→ What you have to do
Your answer consists of the lines in the data that contain "hillside". Copy each of them.

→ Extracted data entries
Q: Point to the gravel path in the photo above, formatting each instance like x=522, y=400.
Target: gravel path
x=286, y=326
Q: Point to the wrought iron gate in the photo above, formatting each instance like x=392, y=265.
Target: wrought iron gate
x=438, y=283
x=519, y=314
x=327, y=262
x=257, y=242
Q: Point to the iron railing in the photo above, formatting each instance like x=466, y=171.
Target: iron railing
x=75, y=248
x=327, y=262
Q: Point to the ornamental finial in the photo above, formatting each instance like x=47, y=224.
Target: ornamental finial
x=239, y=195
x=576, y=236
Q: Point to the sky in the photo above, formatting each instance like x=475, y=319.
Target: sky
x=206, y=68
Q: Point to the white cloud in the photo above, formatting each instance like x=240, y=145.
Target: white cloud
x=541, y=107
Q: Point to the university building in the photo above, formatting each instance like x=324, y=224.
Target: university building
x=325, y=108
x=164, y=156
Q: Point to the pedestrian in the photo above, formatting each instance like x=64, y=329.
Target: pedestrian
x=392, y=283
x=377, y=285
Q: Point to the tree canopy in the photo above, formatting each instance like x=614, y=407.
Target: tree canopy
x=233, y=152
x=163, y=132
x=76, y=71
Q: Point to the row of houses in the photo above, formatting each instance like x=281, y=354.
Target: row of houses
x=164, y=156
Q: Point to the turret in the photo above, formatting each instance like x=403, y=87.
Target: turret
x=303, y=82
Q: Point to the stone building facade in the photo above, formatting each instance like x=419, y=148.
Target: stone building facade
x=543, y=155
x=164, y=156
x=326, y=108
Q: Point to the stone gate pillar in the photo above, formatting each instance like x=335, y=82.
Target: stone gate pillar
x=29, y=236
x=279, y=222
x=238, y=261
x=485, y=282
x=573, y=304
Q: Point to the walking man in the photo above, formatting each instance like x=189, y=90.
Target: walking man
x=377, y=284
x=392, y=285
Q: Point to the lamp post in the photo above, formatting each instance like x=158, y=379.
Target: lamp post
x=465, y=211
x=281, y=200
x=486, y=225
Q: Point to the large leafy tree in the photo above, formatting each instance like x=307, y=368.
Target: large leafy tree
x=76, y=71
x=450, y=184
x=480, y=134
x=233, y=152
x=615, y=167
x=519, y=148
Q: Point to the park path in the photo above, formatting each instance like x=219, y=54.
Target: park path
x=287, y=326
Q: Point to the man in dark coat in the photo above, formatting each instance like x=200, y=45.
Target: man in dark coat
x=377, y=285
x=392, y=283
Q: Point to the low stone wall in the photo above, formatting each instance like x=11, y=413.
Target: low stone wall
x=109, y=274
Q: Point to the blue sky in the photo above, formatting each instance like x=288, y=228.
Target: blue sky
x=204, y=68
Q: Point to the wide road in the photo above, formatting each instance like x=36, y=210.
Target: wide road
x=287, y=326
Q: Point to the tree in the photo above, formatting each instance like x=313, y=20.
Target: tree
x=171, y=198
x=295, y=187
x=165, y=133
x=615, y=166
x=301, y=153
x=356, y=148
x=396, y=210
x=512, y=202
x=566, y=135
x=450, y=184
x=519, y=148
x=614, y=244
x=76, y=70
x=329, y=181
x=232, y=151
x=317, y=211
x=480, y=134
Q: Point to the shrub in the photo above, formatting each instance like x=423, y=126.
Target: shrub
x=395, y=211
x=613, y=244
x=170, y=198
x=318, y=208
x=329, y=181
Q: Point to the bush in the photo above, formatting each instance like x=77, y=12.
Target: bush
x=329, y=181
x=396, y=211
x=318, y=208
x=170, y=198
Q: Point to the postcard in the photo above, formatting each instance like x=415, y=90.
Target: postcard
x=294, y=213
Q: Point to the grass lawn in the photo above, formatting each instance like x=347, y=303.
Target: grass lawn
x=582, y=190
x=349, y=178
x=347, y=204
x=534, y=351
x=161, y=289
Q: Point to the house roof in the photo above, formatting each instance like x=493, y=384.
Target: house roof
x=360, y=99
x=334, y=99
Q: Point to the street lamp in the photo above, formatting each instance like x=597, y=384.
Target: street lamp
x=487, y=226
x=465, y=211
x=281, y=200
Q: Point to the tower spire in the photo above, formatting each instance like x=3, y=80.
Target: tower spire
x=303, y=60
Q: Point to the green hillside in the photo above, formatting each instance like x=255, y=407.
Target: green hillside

→ Your solution
Q: Point to the green hillside in the photo above, formatting each instance like x=255, y=407.
Target: green hillside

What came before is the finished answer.